[SELECTED PASSAGE Boundary: Start]

The thing about needles, cannulas,  PICC lines, blood draws and injections is that they are a very necessary aspect of my life and an all too regular occurrence. Before I got really sick in 2010 I had undergone a few blood tests and vaccines, an IV etc for surgery but definitely not on a regular basis. I was reasonably healthy. I don't have a phobia but I used to get a little nervous each time that it would hurt really badly or my vein would roll or something would go unplanned but it never did thankfully. It did hurt a few of the times but I wouldn't say I ever had a particularly painful experience or a scarring moment.
 
When I was admitted back in 2010 I was having extremely regular blood draws and tests and daily injections for blood thinning for my immobility and nausea meds. At first it was a bit scary and I was really concerned about both the stinging pain of it and the results that were to come for whatever scary test was being run. After a week or two I adapted. It became less of a concern for me and the blood collectors no longer phased me. I guess like all things that you repeat on a regular basis, it became second nature.

[SELECTED PASSAGE Boundary: End]
[DATA EXTRACTS Boundary: Start]

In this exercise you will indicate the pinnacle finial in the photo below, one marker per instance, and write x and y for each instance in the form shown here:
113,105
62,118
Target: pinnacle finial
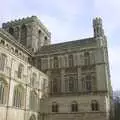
97,26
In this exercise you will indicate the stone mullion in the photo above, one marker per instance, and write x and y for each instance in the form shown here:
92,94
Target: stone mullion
62,80
79,79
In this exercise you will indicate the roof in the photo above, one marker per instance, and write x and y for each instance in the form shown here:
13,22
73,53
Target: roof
66,45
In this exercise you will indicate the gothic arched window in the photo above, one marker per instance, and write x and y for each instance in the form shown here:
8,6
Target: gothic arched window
70,58
71,84
56,64
55,107
88,83
3,60
74,106
17,30
20,70
32,117
18,100
45,40
33,101
11,31
94,105
39,38
54,86
86,58
33,79
24,35
3,91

[DATA EXTRACTS Boundary: End]

TASK BRIEF: Please return the part of the passage about needles and blood draws between "The thing about" and "a scarring moment.", inclusive, copied word for word.

WRITTEN ANSWER:
The thing about needles, cannulas,  PICC lines, blood draws and injections is that they are a very necessary aspect of my life and an all too regular occurrence. Before I got really sick in 2010 I had undergone a few blood tests and vaccines, an IV etc for surgery but definitely not on a regular basis. I was reasonably healthy. I don't have a phobia but I used to get a little nervous each time that it would hurt really badly or my vein would roll or something would go unplanned but it never did thankfully. It did hurt a few of the times but I wouldn't say I ever had a particularly painful experience or a scarring moment.